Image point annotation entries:

%%

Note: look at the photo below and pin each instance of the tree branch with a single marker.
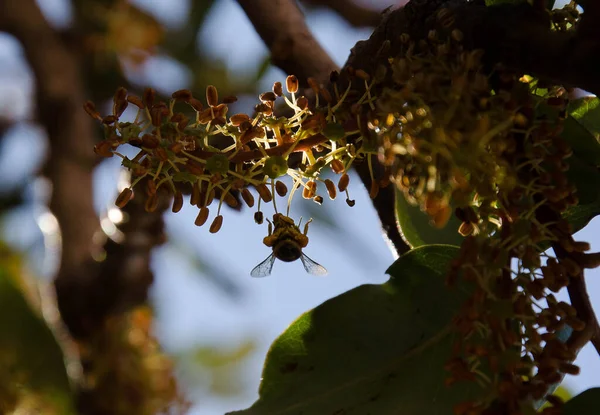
(353, 13)
(580, 300)
(59, 98)
(281, 25)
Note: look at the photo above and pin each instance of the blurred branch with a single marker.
(580, 300)
(281, 26)
(59, 99)
(353, 13)
(121, 281)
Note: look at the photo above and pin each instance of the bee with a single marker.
(287, 242)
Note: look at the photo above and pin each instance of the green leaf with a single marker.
(376, 349)
(587, 112)
(582, 141)
(583, 171)
(416, 229)
(28, 348)
(586, 403)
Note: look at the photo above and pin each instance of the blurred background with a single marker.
(212, 318)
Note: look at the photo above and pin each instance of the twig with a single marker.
(293, 48)
(580, 300)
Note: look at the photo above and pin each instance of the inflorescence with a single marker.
(455, 137)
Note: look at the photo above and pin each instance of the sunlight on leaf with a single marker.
(586, 403)
(416, 228)
(30, 357)
(364, 351)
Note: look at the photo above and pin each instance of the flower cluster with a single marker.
(455, 137)
(214, 155)
(141, 378)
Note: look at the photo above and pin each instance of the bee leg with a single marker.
(306, 226)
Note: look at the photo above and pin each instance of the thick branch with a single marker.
(59, 98)
(516, 35)
(353, 13)
(580, 300)
(281, 25)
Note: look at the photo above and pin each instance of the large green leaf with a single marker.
(416, 229)
(586, 403)
(376, 349)
(583, 170)
(29, 351)
(587, 112)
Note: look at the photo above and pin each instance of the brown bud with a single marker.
(194, 167)
(90, 108)
(177, 202)
(151, 203)
(231, 201)
(212, 98)
(302, 103)
(161, 154)
(330, 189)
(268, 96)
(343, 182)
(135, 100)
(374, 190)
(150, 187)
(125, 196)
(280, 188)
(149, 96)
(104, 149)
(248, 198)
(216, 225)
(337, 166)
(326, 95)
(183, 95)
(309, 190)
(109, 119)
(196, 104)
(264, 192)
(195, 198)
(581, 246)
(292, 84)
(238, 119)
(441, 217)
(237, 184)
(202, 216)
(229, 99)
(120, 108)
(359, 73)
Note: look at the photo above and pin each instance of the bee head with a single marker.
(287, 250)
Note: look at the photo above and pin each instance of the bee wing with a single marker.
(264, 268)
(312, 267)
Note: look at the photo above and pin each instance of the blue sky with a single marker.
(192, 309)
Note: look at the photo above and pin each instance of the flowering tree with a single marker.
(462, 113)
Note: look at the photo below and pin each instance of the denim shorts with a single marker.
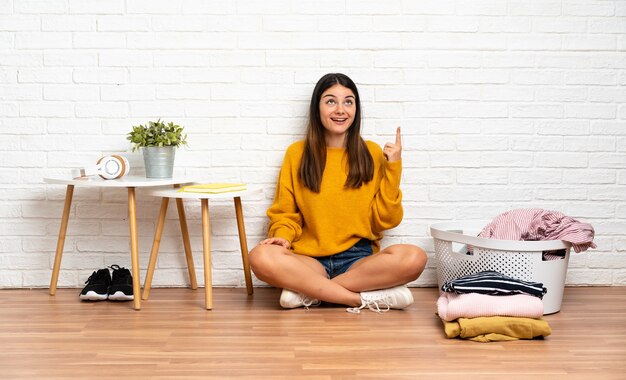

%%

Exercise task: How many lines in the records above contain the word "tree"? Reply with the number alone.

Exercise output: 2